---------- Text to read
Sensor Fusion and Tracking

Fusing data from multiple sensor is an integral part of the perception system of robots and especially Autonomous Vehicles. The fusion becomes specially useful when the data coming from the different sensors gives complementary information. In this tutorial we give an introduction to Radar-Camera sensor fusion for tracking oncoming vehicles. A camera is helpful in detection of vehicles in the short range, however recovering the 3D velocity of the vehicles solely based on vision is very challenging and inaccurate, especially for long-range detection. This is where the RADAR comes into play. RADAR is excellent for determining the speed of oncoming vehicles and operation in adverse weather and lighting conditions, whereas the camera provides rich visual features required for object classification.

The position and velocity estimates are improved through the fusion of RADAR and camera data. We will first go through the details regarding the data obtained and the processing required for the individual sensors and then go through sensor fusion and tracking algorithm details.

Camera

This section will explain how you use the information from a camera to estimate the rough position of a object in the world. The method described below makes an assumption that ego vehicle or a robot with the camera mounted and the other objects that we would like to track are all on the same plane in the world.

Object Detection

The first step is to detect 2D bounding boxes of the object you want to track. State-of-the-art techniques for object detection that run in real-time are deep learning based single shot detector models such as SSD or YOLOv3. You can read more about single shot detectors here. This tutorial uses the YOLOv3 model for object detection. This fork of the original implementation is recommended as it has additional optimizations for real-time inference.

Clone the repository and build the framework on your system.

git clone https://github.com/AlexeyAB/darknet
cd darknet
make


Refer to README in the repository for more instructions on how to build Darknet for different platforms. Make sure you select the correct GPU architecture in the Makefile. Additionally, you can set build flags such as CUDNN_HALF=1 to accelerate training and inference.

The repository also provides a Python API (darknet_video.py) to load the YOLOv3 model for inference using an OpenCV image as the input and return a list of bounding box detections. The detections contain the following data.

[class_label confidence x y h w]


You could also use any other technique for object detection and get a similar list of detections.

Object Tracking in Images

Although the goal of camera based perception is to only estimate a position of the object, you can also track the bounding boxes in the image as well to better associate the detection later in sensor fusion and the main tracker. This step is optional and can be skipped.

A popular approach or technique for real-time tracking is SORT (Simple Online and Real-Time Tracking). It follows a tracking-by-detection framework for the problem of multiple object tracking (MOT) where objects are detected in each frame and represented as bounding boxes. SORT makes use of Kalman filter to predict the state of the bounding box in the next frame. This helps keep track of the vehicles even if the bounding box detections are missed over few frames.
--------------------
---------- Recorded data
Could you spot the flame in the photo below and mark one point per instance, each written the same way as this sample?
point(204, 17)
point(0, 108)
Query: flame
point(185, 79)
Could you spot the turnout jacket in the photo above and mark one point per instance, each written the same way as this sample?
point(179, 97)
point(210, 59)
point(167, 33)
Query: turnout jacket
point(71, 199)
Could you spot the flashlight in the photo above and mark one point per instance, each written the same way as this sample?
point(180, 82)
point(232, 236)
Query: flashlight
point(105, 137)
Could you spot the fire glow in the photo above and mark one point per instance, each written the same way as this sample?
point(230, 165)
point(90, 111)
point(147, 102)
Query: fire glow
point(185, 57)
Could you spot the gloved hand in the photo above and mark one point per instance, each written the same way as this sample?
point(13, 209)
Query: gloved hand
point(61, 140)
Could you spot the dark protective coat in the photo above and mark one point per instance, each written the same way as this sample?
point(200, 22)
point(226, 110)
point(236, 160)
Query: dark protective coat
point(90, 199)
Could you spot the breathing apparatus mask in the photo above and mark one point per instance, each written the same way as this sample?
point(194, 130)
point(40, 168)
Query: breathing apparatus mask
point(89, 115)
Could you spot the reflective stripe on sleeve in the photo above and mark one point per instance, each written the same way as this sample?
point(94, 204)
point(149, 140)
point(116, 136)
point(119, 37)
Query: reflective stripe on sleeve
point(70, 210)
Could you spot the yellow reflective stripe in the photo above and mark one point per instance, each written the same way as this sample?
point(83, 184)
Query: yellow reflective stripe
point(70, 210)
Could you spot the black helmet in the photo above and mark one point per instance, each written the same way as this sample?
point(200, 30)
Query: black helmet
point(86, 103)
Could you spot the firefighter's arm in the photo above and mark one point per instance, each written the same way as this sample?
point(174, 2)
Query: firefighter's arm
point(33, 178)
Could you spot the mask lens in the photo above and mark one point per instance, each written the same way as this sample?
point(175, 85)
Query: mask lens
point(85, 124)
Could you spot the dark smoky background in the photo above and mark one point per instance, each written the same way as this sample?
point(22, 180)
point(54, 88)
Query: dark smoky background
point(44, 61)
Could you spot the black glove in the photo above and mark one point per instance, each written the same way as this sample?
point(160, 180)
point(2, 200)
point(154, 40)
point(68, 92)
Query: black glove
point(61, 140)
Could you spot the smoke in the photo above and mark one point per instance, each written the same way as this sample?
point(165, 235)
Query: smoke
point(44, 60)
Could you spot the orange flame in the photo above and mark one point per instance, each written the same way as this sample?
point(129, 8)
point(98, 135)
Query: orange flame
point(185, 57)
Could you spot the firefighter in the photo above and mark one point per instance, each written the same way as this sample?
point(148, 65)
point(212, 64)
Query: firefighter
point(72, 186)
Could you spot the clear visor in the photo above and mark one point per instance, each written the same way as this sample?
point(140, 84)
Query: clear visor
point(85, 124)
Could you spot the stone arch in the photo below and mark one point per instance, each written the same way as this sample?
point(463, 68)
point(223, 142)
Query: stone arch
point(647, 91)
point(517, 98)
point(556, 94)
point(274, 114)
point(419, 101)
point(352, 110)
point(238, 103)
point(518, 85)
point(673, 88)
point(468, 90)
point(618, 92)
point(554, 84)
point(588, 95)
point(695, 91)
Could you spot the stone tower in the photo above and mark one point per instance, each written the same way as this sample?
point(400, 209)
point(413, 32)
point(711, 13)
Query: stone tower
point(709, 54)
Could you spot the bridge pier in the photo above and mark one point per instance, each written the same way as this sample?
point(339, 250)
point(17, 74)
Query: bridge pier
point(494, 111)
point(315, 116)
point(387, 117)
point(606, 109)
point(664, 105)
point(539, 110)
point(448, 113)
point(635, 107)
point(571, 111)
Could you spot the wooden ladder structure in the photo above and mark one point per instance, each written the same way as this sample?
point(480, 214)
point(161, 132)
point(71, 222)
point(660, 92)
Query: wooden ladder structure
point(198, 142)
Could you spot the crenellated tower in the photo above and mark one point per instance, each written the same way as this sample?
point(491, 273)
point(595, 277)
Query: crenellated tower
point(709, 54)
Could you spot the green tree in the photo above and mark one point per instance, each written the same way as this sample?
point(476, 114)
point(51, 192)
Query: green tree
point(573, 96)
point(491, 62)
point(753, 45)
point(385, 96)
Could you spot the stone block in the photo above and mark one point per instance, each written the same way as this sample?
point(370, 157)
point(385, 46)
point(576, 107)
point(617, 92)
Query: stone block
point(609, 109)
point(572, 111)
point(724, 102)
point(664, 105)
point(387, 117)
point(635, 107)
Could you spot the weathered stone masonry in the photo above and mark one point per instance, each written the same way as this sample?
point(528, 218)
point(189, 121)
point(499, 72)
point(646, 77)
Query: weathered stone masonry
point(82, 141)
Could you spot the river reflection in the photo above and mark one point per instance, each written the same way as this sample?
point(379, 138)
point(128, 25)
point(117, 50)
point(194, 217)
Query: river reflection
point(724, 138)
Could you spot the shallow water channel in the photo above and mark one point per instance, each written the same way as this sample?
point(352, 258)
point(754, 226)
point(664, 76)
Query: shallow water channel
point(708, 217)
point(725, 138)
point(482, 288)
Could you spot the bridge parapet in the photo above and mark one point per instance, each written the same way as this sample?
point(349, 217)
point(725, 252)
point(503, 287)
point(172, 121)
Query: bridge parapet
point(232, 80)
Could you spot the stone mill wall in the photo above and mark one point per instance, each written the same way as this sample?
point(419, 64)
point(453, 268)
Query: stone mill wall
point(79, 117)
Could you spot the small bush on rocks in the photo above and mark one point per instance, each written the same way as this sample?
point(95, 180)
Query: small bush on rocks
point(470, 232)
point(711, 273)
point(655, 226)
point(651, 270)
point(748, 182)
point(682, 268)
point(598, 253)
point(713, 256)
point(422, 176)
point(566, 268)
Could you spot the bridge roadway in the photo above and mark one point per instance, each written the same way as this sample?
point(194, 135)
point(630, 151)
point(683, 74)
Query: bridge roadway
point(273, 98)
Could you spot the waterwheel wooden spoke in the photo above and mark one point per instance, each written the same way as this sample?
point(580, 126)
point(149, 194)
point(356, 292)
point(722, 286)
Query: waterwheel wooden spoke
--------------------
Challenges –
**A.** Please repeat a passage from the sensor fusion tutorial word for word, beginning at the words that have "The repository also" and stopping after "the following data.".
**B.** According to the sensor fusion tutorial, what does SORT use to predict the state of the bounding box in the next frame?
The records have no connection to the sensor fusion tutorial.

Solved tasks –
**A.**
The repository also provides a Python API (darknet_video.py) to load the YOLOv3 model for inference using an OpenCV image as the input and return a list of bounding box detections. The detections contain the following data.

**B.** A Kalman filter.